“Bu dünya bir makine. Bir domuz makinesi. Sadece domuzların katledilmesine yarayan…”
Bugüne kadar kaç oyun sizi iliklerinize kadar titretti? Kaç oyuna sadece ama sadece korktuğunuz için devam edemediniz? Kaçını ışıklar kapalıyken oynayamadınız ve bir daha açmamak üzere kapatıp yarım bıraktınız? Dört mü? Belki de beş? Sayıları iki elinizin parmaklarını geçmez büyük ihtimalle, ama Amnesia: The Dark Descent’ın kesinlikle aralarında yer aldığına bahse girerim.
..........
* **Görev yönergesi**
Korku oyunlarıyla ilgili yukarıdaki metinde "Bugüne kadar kaç" ifadesinden "aldığına bahse girerim." ifadesine kadar uzanan bölümün tamamını hiçbir değişiklik yapmadan yinele.

* **Sağlanan bilgiler**
..........
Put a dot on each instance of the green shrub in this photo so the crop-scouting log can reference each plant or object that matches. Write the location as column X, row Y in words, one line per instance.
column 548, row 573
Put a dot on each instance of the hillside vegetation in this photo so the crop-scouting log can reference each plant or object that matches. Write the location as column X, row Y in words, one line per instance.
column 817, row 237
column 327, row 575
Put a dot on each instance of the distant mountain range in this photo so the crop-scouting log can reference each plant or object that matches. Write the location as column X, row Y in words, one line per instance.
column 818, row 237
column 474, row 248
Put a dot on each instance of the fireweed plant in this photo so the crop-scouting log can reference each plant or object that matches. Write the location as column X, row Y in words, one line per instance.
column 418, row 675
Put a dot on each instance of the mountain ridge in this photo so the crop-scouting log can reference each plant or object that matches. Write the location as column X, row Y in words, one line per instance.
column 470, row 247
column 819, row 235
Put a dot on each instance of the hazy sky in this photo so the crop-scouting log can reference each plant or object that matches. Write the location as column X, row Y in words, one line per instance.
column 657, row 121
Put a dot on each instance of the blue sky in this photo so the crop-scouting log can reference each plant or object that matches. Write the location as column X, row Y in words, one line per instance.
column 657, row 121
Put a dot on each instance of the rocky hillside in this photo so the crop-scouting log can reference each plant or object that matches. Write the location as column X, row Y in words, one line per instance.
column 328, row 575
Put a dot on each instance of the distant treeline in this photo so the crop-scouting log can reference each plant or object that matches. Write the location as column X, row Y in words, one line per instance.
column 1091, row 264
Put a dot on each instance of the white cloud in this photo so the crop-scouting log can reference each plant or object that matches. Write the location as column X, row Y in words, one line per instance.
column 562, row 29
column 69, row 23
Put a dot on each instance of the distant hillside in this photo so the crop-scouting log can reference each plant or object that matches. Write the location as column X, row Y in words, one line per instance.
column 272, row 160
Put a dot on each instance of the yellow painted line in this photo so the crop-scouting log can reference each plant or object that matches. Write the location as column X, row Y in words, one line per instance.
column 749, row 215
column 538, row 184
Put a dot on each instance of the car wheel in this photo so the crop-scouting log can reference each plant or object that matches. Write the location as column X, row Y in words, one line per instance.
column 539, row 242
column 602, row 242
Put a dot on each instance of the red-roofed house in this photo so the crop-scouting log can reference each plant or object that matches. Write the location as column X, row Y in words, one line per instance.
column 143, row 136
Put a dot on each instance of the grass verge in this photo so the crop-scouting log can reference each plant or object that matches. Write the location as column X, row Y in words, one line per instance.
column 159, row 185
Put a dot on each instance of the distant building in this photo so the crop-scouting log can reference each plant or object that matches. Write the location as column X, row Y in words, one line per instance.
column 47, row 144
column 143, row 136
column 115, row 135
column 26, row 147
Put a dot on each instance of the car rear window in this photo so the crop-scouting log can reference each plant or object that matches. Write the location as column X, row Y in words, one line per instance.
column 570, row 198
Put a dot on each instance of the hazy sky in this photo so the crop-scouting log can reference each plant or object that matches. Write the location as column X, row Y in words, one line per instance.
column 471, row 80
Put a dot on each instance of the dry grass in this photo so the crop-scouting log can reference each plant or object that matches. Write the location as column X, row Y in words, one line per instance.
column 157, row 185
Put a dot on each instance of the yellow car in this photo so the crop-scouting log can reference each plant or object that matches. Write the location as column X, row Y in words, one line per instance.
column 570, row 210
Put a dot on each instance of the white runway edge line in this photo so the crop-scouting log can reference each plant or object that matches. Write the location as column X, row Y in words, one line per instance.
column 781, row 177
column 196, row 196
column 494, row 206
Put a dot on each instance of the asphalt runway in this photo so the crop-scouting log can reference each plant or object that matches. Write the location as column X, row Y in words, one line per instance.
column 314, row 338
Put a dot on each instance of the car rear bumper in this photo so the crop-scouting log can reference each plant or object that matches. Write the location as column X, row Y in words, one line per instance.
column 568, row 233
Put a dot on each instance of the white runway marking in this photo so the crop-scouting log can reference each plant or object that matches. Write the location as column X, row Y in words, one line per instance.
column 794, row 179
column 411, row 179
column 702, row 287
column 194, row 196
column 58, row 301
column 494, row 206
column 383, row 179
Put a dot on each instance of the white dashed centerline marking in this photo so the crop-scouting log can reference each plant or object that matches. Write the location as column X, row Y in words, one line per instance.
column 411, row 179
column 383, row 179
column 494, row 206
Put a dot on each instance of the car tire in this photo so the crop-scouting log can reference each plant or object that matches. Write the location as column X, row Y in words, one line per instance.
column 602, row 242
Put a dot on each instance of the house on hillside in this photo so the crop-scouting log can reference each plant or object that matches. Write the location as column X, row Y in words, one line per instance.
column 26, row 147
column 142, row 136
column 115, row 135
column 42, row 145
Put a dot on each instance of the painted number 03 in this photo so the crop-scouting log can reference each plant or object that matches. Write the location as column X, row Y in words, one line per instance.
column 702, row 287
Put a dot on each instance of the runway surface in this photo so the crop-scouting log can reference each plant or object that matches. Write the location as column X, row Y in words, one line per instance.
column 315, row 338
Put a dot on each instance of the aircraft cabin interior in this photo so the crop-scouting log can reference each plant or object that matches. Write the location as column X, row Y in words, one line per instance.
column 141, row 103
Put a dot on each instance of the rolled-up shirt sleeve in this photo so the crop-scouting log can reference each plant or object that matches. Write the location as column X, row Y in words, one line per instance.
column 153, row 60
..........
* **Alıştırma çıktısı**
Bugüne kadar kaç oyun sizi iliklerinize kadar titretti? Kaç oyuna sadece ama sadece korktuğunuz için devam edemediniz? Kaçını ışıklar kapalıyken oynayamadınız ve bir daha açmamak üzere kapatıp yarım bıraktınız? Dört mü? Belki de beş? Sayıları iki elinizin parmaklarını geçmez büyük ihtimalle, ama Amnesia: The Dark Descent’ın kesinlikle aralarında yer aldığına bahse girerim.